→ Stated problem 1
Select every line of the entries below that contains the string "riverbank", treating uppercase and lowercase as different.

>> START Text segment

The assumption of the General Assembly appears to be that the current economic and conditions of many blacks today are manifestations of racism by whites, past and present, and only through repentance by whites from this past and current (inherent?) sin can blacks escape the negative effects of these sins and find their way out of the ghetto and into today’s prosperous, cosmopolitan society.
Just like the 1980’s era TV commercial picturing senior citizens helpless after fall and unable to get up to call for help, the Presbyterian Church in America (PCA) appears helpless to address its ongoing theological errors related to any number of cultural issues facing our country today.
Founded in 1973 to escape the growing liberalism in the Presbyterian Church in the United States (PCUS), it took about a quarter of a century for the liberalism to work its way back into the PCA as reflected in the report of the Creation Study Committee to the PCA’s General Assembly in 2000. And it has continued to spread as we approach the end of our second quarter century.
In this series, I am providing a brief history of the errors of the PCA in exegesis and application that have led us to where we are today. In Part 2, we will look at race and racism. Specifically, the work on this of the PCA’s General Assembly in 2004 and 2016.
In its response to Overture 43 from the Potomac Presbytery, the 44th General Assembly of the Presbyterian Church in America (2016) corporately recognized, confessed, condemned, and repented of various historical and continuing racial sins in the PCA and its predecessor denominations. After confessing and repenting of these racial sins, the General Assembly “praises and recommits itself to the gospel task of racial reconciliation.”
However, the PCA’s actions seem to have missed the mark of biblical repentance. It repented of past categories of sins–mostly committed by other people–without cataloguing any specific historic sins. And it did not present any evidence of any current racial sins. As PCA members we are left to guess which sins committed by which parent churches or denominations or ourselves we are repenting of.

>> END Text segment
>> START Provided records

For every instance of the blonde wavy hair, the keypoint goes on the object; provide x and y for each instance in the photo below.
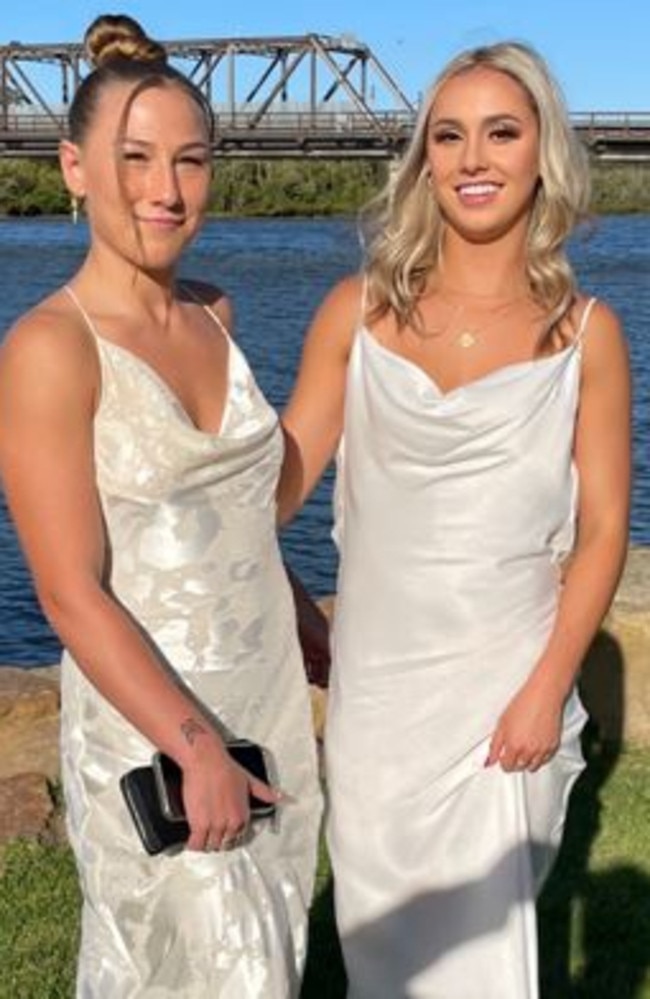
(402, 227)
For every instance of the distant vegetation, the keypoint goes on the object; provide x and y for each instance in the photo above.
(293, 187)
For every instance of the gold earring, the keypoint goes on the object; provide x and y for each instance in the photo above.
(76, 204)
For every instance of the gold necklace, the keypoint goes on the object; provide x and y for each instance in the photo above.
(468, 335)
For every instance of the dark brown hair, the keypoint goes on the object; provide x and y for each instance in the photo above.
(119, 50)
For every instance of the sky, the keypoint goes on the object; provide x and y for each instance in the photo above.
(598, 50)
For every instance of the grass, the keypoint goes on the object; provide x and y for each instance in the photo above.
(594, 913)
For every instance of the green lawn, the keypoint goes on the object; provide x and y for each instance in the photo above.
(594, 914)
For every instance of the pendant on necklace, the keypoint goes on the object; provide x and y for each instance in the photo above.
(466, 339)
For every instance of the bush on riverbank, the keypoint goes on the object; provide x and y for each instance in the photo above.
(295, 187)
(620, 187)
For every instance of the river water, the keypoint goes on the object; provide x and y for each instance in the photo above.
(276, 271)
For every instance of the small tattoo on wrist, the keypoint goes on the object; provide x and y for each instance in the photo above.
(191, 730)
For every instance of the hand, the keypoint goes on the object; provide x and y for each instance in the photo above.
(216, 796)
(528, 733)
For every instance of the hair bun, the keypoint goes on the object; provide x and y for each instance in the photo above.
(118, 36)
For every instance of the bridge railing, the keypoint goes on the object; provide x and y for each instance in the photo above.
(599, 123)
(399, 122)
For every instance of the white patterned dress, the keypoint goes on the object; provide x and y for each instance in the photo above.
(456, 510)
(190, 521)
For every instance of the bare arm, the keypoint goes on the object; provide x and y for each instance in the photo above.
(529, 730)
(313, 419)
(48, 384)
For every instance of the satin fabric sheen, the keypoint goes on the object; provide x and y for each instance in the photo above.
(190, 521)
(454, 512)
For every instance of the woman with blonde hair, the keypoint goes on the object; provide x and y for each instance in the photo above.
(140, 462)
(479, 403)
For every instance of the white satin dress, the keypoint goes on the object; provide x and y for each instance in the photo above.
(455, 510)
(190, 522)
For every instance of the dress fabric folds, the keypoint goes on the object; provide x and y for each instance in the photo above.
(454, 513)
(193, 553)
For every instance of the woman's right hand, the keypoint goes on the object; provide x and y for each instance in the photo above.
(216, 793)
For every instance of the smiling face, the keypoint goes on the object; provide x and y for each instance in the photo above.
(483, 152)
(144, 169)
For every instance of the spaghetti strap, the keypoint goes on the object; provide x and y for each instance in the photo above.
(84, 315)
(584, 319)
(216, 318)
(363, 302)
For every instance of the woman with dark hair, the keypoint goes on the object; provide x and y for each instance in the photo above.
(480, 406)
(140, 462)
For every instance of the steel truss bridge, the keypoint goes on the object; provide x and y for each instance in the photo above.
(308, 96)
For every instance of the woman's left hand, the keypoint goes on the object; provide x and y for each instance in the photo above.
(528, 733)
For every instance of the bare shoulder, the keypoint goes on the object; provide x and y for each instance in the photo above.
(339, 314)
(603, 335)
(48, 345)
(214, 298)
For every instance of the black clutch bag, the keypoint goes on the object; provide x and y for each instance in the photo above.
(157, 832)
(153, 795)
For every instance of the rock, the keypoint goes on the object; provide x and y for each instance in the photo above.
(26, 807)
(29, 721)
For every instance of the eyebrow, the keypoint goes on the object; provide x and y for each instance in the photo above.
(198, 144)
(492, 119)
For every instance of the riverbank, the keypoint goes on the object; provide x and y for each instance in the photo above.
(286, 188)
(615, 686)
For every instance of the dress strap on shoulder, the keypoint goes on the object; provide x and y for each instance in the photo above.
(363, 301)
(584, 319)
(85, 316)
(214, 315)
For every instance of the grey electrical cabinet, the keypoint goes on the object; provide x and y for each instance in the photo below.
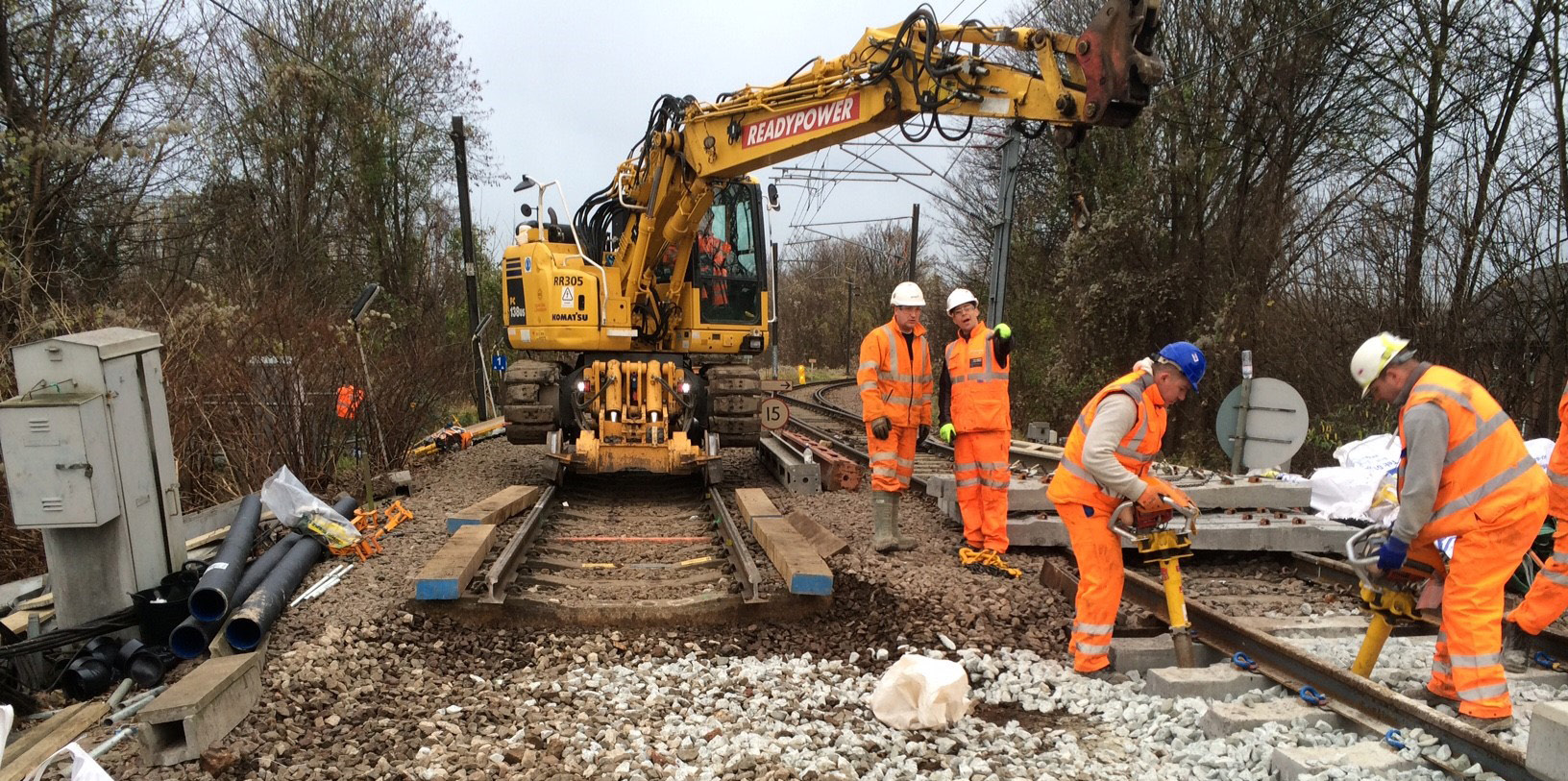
(59, 463)
(89, 461)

>> END Provided records

→ Stated problem 2
Answer these questions using the passage on the Presbyterian Church in America above:
(a) In what year was the PCA founded?
(b) Which presbytery sent Overture 43?
(c) Which numbered General Assembly met in 2016?

→ Exercise solution 1
For every instance of the bush on riverbank, the keypoint goes on the object; provide x and y for each instance in the photo above.
For every instance of the riverbank, the keypoint goes on the object; provide x and y for each instance in the photo above.

→ Exercise solution 2
(a) 1973
(b) The Potomac Presbytery
(c) The 44th General Assembly